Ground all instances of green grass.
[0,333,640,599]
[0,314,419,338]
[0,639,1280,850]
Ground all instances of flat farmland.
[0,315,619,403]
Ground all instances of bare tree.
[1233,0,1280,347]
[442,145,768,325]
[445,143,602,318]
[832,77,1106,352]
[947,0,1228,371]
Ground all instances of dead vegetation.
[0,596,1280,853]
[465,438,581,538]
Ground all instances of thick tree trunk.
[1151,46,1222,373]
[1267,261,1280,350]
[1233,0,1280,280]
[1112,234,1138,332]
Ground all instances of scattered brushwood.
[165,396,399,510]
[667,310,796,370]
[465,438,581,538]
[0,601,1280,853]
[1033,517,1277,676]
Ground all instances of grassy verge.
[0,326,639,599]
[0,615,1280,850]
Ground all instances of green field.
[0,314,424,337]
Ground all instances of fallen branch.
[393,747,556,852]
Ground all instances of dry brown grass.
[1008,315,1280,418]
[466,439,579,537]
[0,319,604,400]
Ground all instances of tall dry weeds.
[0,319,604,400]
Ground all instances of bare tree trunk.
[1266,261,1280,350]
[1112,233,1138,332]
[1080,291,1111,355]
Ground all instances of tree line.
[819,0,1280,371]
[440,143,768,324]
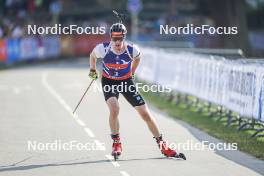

+ + + + +

Identify every line in the records above that contains the word "tree", and copy each of those lines in full.

### Solution to this task
Ground all instances of bare tree.
Ground all instances of thick tree trunk.
Ground all instances of bare tree trunk.
Ground all instances of tree line.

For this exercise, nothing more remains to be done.